== What you are asked to do ==
The entries that follow need to be retyped verbatim.

== Provided data ==
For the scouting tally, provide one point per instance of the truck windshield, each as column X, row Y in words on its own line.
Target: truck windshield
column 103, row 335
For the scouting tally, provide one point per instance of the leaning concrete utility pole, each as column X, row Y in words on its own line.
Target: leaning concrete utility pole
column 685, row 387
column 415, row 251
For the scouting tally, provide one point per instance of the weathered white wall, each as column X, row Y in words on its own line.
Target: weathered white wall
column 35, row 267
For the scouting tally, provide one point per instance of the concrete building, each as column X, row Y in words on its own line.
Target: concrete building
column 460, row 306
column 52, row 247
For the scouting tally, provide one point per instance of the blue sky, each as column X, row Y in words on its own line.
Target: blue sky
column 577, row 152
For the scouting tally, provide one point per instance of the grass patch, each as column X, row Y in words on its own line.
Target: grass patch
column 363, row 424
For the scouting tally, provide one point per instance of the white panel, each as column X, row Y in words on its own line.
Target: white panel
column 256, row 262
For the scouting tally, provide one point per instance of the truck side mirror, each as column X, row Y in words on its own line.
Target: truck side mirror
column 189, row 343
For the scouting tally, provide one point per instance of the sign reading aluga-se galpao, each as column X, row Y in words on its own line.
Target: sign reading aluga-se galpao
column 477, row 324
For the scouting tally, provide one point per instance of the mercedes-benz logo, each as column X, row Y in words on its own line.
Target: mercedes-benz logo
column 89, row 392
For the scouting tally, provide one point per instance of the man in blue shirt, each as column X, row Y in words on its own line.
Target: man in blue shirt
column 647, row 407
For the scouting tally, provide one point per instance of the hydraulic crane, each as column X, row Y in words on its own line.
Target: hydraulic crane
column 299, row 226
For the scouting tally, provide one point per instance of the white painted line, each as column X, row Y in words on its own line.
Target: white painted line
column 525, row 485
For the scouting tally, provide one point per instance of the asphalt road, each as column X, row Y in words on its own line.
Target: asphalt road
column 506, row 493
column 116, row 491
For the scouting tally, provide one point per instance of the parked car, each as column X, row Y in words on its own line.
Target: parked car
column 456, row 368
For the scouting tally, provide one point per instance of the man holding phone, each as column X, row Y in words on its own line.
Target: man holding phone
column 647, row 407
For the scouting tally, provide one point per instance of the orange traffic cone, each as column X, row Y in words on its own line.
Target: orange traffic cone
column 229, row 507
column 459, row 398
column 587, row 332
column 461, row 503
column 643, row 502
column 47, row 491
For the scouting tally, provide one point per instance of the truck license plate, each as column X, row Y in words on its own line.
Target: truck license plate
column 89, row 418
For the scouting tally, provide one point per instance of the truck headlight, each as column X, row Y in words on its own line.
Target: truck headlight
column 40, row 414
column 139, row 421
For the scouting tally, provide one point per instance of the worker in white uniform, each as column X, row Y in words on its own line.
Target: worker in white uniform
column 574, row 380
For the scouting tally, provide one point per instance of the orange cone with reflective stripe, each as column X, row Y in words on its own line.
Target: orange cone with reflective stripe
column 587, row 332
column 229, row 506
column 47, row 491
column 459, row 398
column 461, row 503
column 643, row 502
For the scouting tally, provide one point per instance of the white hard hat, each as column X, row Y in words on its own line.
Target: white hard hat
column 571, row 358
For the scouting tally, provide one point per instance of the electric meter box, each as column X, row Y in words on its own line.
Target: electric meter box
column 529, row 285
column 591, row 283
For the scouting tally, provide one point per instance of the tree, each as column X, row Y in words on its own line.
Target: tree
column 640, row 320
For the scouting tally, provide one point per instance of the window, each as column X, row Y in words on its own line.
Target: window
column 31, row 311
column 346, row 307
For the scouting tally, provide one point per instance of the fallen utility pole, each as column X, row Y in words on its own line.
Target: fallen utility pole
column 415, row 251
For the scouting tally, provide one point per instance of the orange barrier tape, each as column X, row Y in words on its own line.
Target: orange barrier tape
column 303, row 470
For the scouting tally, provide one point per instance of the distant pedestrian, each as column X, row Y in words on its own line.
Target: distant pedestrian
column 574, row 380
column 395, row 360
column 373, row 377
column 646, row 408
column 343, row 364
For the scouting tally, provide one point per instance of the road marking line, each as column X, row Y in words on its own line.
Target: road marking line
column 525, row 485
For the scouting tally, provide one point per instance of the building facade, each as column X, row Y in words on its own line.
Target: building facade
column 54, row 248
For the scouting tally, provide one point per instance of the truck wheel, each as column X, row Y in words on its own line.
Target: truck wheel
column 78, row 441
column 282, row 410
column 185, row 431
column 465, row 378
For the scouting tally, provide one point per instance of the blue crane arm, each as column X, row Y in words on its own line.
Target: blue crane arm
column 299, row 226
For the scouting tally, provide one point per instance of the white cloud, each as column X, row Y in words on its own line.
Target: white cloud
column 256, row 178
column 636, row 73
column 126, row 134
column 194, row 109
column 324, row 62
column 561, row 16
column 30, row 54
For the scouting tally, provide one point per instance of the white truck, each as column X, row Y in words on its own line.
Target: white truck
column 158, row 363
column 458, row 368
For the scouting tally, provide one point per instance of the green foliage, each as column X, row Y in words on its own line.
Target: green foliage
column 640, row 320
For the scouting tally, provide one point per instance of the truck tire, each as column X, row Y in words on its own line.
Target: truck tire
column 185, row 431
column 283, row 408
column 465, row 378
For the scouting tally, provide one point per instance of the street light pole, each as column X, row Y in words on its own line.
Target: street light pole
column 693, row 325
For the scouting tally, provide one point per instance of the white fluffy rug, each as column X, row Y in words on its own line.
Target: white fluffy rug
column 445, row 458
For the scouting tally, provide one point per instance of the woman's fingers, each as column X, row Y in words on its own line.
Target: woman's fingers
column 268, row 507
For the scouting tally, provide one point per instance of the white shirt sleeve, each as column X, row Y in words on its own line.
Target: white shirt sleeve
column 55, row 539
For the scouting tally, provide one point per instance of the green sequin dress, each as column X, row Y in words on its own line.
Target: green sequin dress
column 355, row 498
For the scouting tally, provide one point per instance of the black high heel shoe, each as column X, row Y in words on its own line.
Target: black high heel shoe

== Response to this exercise ==
For the scouting tally, provide one point per instance of the truck windshield, each as column X, row Y in words on its own line.
Target: truck windshield
column 103, row 335
For the scouting tally, provide one point per instance of the leaning concrete utility pole, each as column X, row Y in words on its own line.
Target: leaning concrete utility pole
column 685, row 387
column 415, row 251
For the scouting tally, provide one point per instance of the weathered white wall, each as column X, row Y in words on its own line.
Target: weathered white wall
column 35, row 267
For the scouting tally, provide one point per instance of the concrete building, each as column X, row Y in words on its own line.
Target: concrete building
column 460, row 306
column 52, row 247
For the scouting tally, provide one point per instance of the blue sky, each as column X, row Y in words on its own line.
Target: blue sky
column 577, row 152
For the scouting tally, provide one point per instance of the grass patch, each as column X, row Y in words on its own line.
Target: grass patch
column 363, row 424
For the scouting tally, provide one point per instance of the white panel, each as column X, row Y in words on its own line.
Target: white panel
column 256, row 262
For the scouting tally, provide one point per instance of the truck side mirror, each as column X, row Y in words on its own line.
Target: truck side mirror
column 189, row 343
For the scouting tally, provide one point per instance of the sign reading aluga-se galpao, each as column X, row Y in words on its own line.
Target: sign reading aluga-se galpao
column 477, row 324
For the scouting tally, provide one point per instance of the mercedes-benz logo, each as column X, row Y in words on its own line.
Target: mercedes-benz logo
column 89, row 392
For the scouting tally, provide one point per instance of the man in blue shirt, each as column X, row Y in words on its own line.
Target: man in blue shirt
column 647, row 407
For the scouting tally, provide one point per instance of the hydraulic crane, each as column X, row Y in words on its own line.
Target: hydraulic crane
column 299, row 226
For the scouting tally, provide one point per instance of the white painted line, each as column X, row Y in words on its own line.
Target: white painted line
column 525, row 485
For the scouting tally, provide one point per instance of the asphalt road, each as column X, row Y in words on its own line.
Target: asphalt road
column 506, row 493
column 116, row 491
For the scouting tally, provide one point per instance of the parked car, each as column X, row Y in words on its own line.
Target: parked car
column 456, row 368
For the scouting tally, provide one point per instance of the man holding phone, each as column X, row Y in words on its own line.
Target: man holding phone
column 647, row 407
For the scouting tally, provide one point per instance of the orange traffic cone, each as column X, row Y in words on its own line.
Target: orange traffic cone
column 229, row 507
column 459, row 398
column 587, row 332
column 461, row 503
column 643, row 502
column 47, row 491
For the scouting tally, provide one point per instance of the truck license plate, each as column X, row Y in words on its own line.
Target: truck license plate
column 89, row 418
For the scouting tally, provide one point per instance of the truck headlight, each as column X, row Y in words on its own line.
Target: truck headlight
column 40, row 414
column 139, row 421
For the scouting tally, provide one point per instance of the worker in white uniform, each as column X, row Y in words on its own line.
Target: worker in white uniform
column 574, row 380
For the scouting tally, provide one point per instance of the orange cone with reflective stripe, each as column X, row Y in words on its own line.
Target: orange cone with reflective stripe
column 587, row 332
column 229, row 506
column 47, row 491
column 459, row 398
column 461, row 503
column 643, row 502
For the scouting tally, provide one point per instance of the white hard hat, each as column X, row Y in words on its own line.
Target: white hard hat
column 571, row 358
For the scouting tally, provide one point per instance of the electric meter box, each as column X, row Y in words on its own line.
Target: electric meter box
column 529, row 285
column 591, row 283
For the scouting tally, provide one point per instance of the tree, each as column X, row Y in words on its own line.
Target: tree
column 640, row 320
For the scouting tally, provide one point per instance of the window, each as column X, row Y in words on its own line.
Target: window
column 31, row 311
column 346, row 307
For the scouting tally, provide one point per instance of the fallen utility pole, each as column X, row Y in words on its own line.
Target: fallen utility pole
column 415, row 251
For the scouting tally, provide one point per instance of the orange barrier tape, each as column X, row Y in words on its own line.
Target: orange barrier tape
column 303, row 470
For the scouting tally, provide one point per instance of the distant pedestrian, each as column X, row Y in words on its own line.
Target: distant pedestrian
column 574, row 380
column 395, row 360
column 373, row 377
column 646, row 408
column 343, row 364
For the scouting tally, provide one point per instance of the road marking line, each as column X, row Y in words on its own line.
Target: road marking line
column 525, row 485
For the scouting tally, provide one point per instance of the building facade, each as column X, row Y in words on its own line.
Target: building facade
column 54, row 248
For the scouting tally, provide one point per instance of the truck wheel, each as column X, row Y in words on its own line.
Target: truck wheel
column 78, row 441
column 282, row 410
column 185, row 431
column 465, row 378
For the scouting tally, provide one point per instance of the blue crane arm, each as column X, row Y in words on its own line.
Target: blue crane arm
column 299, row 226
For the scouting tally, provide one point per instance of the white cloud, each as column X, row Y in words on its own line.
Target: white cloud
column 256, row 178
column 636, row 73
column 126, row 134
column 194, row 109
column 324, row 62
column 561, row 16
column 30, row 54
For the scouting tally, provide one point per instance of the white truck, each as column X, row Y in words on its own line.
Target: white truck
column 158, row 363
column 458, row 368
For the scouting tally, provide one point per instance of the green foliage, each as column X, row Y in words on its own line.
Target: green foliage
column 640, row 320
For the scouting tally, provide one point per instance of the truck tire, each as column X, row Y in words on its own line.
Target: truck tire
column 185, row 431
column 283, row 408
column 465, row 378
For the scouting tally, provide one point per instance of the street light pole, each as column X, row Y in words on its own line.
Target: street light pole
column 693, row 325
For the scouting tally, provide one point per instance of the white fluffy rug, each as column X, row Y in words on its own line.
Target: white fluffy rug
column 445, row 458
For the scouting tally, provide one point per instance of the woman's fingers, each as column X, row Y in words on its own line.
Target: woman's fingers
column 268, row 507
For the scouting tally, provide one point per instance of the white shirt sleeve, each as column X, row Y in words on its own line.
Target: white shirt sleeve
column 55, row 539
For the scouting tally, provide one point per instance of the green sequin dress, each as column X, row Y in words on its own line.
Target: green sequin dress
column 355, row 498
For the scouting tally, provide one point per instance of the black high heel shoe, each as column X, row Y in words on its own line.
Target: black high heel shoe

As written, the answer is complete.